(Input data Opens)

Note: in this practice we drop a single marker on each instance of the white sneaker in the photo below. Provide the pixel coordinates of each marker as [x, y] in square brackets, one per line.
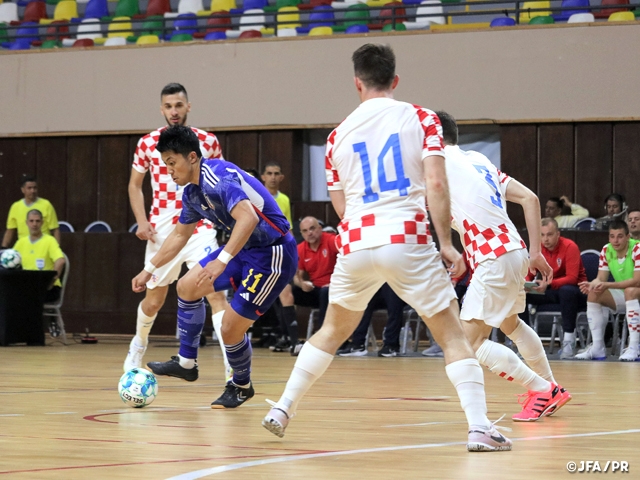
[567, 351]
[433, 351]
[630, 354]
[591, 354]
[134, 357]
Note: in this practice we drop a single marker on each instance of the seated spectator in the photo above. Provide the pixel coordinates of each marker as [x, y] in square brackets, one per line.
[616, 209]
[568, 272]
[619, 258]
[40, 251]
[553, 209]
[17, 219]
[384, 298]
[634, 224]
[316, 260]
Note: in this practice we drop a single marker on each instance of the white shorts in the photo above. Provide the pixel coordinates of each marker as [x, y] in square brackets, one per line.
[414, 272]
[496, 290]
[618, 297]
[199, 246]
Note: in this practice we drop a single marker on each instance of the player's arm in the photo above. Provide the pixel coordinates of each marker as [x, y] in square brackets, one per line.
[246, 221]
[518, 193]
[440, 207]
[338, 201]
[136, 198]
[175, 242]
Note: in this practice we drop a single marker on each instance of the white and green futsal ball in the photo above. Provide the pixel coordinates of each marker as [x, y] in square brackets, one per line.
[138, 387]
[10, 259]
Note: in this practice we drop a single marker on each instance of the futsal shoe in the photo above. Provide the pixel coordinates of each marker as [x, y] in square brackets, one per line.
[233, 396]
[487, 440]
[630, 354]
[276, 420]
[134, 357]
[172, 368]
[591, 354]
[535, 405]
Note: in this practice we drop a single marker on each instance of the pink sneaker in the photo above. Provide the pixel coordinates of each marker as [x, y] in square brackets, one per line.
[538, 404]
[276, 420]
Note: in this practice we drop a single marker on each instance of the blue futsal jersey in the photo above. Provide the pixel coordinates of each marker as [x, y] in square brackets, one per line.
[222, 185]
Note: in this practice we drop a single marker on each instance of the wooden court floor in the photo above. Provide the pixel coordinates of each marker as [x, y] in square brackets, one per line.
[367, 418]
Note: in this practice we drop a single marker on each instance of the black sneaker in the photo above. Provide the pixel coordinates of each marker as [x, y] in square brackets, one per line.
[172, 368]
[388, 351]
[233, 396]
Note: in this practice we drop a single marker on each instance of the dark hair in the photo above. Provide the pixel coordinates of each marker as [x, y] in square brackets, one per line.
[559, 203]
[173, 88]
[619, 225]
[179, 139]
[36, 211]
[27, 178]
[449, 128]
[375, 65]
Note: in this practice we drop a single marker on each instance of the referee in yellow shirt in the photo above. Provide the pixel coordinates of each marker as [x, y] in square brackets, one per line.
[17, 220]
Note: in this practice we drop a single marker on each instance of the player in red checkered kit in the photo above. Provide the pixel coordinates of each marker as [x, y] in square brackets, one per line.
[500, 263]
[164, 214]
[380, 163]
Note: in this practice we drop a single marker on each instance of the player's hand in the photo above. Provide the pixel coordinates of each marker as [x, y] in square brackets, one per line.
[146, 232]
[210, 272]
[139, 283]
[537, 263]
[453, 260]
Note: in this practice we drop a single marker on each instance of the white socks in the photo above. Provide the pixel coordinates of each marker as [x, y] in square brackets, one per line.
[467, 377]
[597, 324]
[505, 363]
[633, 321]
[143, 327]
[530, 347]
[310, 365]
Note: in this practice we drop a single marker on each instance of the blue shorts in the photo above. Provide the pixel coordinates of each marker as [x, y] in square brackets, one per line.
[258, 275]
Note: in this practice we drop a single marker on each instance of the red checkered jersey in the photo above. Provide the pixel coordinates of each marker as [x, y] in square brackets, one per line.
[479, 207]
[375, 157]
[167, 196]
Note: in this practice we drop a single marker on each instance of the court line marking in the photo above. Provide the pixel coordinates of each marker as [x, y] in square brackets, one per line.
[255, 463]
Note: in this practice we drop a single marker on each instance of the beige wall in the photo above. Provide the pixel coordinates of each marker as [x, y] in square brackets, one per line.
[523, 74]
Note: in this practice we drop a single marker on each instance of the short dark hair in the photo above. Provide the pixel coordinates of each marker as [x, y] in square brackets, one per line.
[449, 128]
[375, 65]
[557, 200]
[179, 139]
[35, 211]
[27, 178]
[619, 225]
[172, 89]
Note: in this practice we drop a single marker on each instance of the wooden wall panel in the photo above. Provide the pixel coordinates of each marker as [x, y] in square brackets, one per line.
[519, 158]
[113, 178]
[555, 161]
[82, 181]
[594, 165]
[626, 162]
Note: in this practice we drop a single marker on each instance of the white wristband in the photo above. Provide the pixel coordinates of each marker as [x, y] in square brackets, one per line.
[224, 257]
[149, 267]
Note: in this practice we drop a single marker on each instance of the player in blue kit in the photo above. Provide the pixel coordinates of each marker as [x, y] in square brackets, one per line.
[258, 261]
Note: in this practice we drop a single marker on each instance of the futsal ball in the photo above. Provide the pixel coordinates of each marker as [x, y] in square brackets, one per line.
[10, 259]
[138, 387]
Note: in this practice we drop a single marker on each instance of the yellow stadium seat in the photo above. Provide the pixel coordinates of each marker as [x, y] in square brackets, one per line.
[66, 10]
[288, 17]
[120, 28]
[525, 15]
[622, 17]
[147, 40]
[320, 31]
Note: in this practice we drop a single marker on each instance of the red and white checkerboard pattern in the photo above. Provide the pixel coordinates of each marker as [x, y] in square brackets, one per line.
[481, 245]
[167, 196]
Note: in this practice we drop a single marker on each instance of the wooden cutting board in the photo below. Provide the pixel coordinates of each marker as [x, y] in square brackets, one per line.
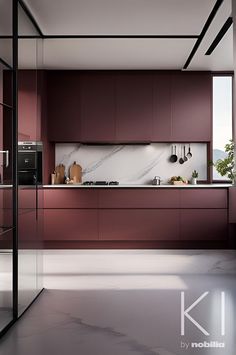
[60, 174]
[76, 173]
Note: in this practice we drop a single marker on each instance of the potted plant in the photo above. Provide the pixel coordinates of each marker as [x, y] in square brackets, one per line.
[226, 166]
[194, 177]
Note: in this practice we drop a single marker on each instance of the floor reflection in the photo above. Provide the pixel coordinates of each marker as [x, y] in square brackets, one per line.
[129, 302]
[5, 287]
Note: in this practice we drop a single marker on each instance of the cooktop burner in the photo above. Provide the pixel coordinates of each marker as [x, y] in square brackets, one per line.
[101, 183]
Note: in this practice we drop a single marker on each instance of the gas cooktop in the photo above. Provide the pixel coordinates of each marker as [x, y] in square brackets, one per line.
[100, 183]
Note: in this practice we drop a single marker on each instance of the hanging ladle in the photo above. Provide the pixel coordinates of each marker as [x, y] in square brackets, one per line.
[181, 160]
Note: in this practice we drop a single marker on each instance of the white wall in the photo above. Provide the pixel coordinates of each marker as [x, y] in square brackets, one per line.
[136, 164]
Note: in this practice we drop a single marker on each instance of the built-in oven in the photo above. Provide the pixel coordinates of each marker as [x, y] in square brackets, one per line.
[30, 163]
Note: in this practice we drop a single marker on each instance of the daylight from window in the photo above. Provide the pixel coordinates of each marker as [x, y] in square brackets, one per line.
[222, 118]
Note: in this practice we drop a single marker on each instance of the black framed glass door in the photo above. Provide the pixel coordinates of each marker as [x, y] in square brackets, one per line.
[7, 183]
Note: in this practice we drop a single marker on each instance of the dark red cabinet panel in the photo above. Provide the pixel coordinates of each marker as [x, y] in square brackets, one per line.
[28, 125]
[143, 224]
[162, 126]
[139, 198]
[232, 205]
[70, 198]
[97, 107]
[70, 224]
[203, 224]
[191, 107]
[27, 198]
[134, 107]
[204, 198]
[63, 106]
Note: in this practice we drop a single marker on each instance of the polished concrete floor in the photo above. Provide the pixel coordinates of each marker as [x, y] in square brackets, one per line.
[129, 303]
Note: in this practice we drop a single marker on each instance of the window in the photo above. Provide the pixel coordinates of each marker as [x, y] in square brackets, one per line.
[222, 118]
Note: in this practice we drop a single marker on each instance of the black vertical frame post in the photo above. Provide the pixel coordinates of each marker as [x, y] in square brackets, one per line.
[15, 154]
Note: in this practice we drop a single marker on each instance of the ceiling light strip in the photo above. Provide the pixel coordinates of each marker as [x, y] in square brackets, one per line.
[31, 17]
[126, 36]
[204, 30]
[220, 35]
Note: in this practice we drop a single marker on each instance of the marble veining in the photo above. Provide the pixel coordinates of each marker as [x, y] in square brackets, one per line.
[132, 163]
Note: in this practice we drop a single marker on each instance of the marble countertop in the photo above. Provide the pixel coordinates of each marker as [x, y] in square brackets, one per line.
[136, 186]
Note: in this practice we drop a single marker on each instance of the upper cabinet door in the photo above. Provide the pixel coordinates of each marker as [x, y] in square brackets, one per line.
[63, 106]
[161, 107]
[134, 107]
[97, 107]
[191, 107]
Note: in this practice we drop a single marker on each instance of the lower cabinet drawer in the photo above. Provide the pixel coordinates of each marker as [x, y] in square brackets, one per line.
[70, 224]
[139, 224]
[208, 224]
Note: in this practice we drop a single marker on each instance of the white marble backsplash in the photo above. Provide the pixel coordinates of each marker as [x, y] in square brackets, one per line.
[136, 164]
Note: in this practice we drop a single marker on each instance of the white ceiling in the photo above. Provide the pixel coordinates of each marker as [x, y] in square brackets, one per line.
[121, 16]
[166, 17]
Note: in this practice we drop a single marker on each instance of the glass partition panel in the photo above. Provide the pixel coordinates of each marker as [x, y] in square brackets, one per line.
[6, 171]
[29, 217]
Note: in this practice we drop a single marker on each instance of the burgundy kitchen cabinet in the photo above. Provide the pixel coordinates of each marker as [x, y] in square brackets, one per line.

(Input data Closes)

## What is being asked:
What you return must be the lines from the line holding "of the upper" through the final line of the material, word for word, and nothing more.

## Response box:
Note: in this practice we drop a single marker on each instance of the upper cabinet door in the photo above. Provide the pixel coordinates of each marker as [x, y] in square brackets, one per line.
[63, 106]
[161, 107]
[134, 107]
[97, 107]
[191, 107]
Note: in this practice we drop a single marker on each instance of the lower cabinet drawer in the photo above. Provide the pixel coordinates of each marker as [x, y] in square brackets, one per line.
[70, 224]
[139, 224]
[208, 224]
Note: in this practice we drop a single marker on each instance of the white marble backsplash in the photo above. Provide the pixel coordinates of each marker as [x, y] in square brackets, one per line.
[136, 164]
Note: in this practice we drop a single marker on each instance of the white ceiling in the photo above. Provide the pixel coordinates of each marker as [x, y] in square brackets, one per line.
[121, 16]
[166, 17]
Note: in this practice we drop a single marker on each instance of the glass partition panel in the photo above. Provide the pixel coordinates of each marker as [x, y] in square brackets, one per line.
[6, 171]
[29, 217]
Note: in this practice we drop a single marker on each instance of the burgundy kitchen cabinet in the photo above. Provide the pixel coordinates of each marker as [x, y] in square brackets, one per line.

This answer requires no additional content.